##### PROVIDED DATA

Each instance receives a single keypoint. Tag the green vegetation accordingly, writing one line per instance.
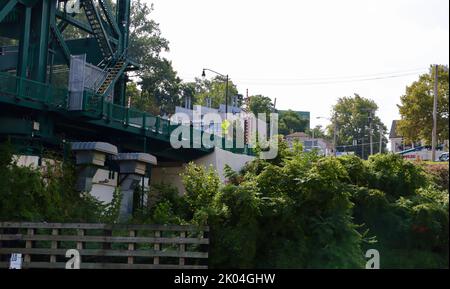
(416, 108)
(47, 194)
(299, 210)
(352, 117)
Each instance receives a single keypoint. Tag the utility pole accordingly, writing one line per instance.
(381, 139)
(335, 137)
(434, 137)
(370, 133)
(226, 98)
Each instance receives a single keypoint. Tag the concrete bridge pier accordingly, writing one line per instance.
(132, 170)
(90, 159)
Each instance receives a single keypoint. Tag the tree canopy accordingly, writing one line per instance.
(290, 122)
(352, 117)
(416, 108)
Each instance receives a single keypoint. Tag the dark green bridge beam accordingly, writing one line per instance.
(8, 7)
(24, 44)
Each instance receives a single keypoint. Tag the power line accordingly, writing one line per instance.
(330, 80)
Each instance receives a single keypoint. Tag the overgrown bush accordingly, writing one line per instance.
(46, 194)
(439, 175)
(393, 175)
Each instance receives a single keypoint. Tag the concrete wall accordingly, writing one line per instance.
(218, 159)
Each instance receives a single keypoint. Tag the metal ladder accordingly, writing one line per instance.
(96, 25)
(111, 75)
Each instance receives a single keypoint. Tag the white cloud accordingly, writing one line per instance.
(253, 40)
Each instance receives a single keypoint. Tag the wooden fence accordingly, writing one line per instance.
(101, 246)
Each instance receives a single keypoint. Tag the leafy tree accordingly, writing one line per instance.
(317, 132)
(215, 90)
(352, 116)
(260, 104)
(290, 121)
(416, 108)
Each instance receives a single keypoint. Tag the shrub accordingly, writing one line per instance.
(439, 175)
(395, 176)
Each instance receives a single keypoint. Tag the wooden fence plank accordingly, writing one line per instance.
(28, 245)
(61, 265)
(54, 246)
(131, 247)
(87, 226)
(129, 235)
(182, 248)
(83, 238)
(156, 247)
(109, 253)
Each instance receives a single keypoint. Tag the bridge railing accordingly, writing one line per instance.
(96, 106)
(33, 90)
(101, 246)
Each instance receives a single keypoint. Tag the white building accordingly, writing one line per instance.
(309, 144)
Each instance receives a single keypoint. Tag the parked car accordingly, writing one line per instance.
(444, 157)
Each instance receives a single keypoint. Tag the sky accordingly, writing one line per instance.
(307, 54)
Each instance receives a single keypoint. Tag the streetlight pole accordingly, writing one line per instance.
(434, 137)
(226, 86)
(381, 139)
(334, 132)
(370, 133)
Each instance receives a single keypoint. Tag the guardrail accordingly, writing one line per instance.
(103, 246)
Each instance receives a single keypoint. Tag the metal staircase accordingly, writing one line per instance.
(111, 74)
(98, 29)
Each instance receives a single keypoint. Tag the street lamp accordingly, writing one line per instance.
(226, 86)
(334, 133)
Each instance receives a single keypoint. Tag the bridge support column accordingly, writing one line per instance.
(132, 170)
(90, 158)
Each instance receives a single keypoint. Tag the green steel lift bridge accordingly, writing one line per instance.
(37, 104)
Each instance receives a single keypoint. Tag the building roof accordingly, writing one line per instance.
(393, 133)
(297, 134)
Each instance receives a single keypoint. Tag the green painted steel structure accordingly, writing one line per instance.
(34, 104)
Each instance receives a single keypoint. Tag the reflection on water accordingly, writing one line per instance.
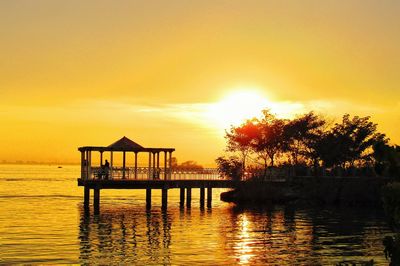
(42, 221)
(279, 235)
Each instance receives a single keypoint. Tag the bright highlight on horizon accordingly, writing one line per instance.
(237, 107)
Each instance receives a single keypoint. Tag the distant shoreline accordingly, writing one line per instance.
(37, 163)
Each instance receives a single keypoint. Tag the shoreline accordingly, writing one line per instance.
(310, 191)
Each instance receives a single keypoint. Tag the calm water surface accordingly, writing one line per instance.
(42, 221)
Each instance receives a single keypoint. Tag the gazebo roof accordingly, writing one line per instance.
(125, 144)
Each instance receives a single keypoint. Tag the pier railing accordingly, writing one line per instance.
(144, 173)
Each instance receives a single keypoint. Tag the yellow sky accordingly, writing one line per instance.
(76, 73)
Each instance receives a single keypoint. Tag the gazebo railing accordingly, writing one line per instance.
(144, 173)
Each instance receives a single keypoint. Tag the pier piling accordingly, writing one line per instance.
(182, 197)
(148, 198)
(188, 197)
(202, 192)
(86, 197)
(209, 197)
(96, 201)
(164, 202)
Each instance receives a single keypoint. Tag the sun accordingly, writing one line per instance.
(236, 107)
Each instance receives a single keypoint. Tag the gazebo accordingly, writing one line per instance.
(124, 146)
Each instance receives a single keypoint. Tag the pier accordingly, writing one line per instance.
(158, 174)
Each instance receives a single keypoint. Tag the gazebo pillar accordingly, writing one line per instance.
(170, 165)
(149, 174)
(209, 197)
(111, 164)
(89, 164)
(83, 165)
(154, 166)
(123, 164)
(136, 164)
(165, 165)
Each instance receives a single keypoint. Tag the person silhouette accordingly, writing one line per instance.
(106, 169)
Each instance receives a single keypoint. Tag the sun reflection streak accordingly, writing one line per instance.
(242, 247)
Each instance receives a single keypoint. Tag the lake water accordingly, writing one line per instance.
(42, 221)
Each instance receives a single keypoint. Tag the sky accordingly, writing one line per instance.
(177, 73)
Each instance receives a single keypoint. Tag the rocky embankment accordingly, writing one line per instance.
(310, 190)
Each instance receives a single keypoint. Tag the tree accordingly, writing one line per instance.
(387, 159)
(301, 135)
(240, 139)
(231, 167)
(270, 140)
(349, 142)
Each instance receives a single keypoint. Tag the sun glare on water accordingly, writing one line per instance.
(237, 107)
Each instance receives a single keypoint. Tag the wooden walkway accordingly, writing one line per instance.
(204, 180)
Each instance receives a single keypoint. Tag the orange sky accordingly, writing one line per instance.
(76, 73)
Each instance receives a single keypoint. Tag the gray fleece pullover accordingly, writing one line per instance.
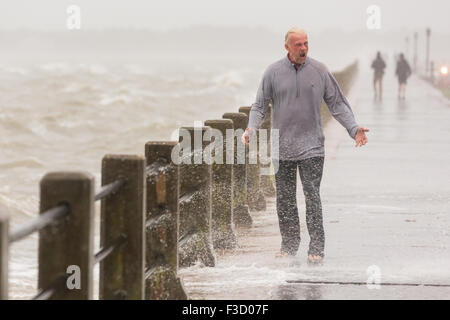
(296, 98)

##########

◆ **YOUR INSTRUCTIONS**:
Omit the pictures and write out the lines above from the one with "Each instance receives a single keypoint. Tag the sun reflection" through the last, unchanged.

◆ **WORKED SOLUTION**:
Each instance receives a single keypoint. Tag the sun reflection streak accordingly, writing one line per instance.
(242, 247)
Each instance receives a single keypoint. Tag the lake water accordingly, writing one line per instance.
(42, 221)
Each instance receives a single keypoint. Tag the sky accordingly, writing one line per instance.
(177, 73)
Each instance receives a single keypoint. Tag the rocky embankment accordingly, writing one line per instance.
(310, 190)
Each instance receives a single keypoint. Tag the tree accordingly, writing one line per instance.
(387, 159)
(301, 135)
(240, 139)
(231, 167)
(270, 140)
(349, 142)
Each instance receives a single keypoint. Tag the sun glare on water accordingly, writing one line per instance.
(237, 107)
Each instance receives a single keypoint. Tag the wooden walkway accordingly, writing one line per instance.
(204, 180)
Each instance receives a single keypoint. Tag the orange sky accordingly, writing one line per instance.
(76, 73)
Each instance receives a single keypoint. Tag the gray fleece pullover accordingly, writing one line per instance.
(296, 98)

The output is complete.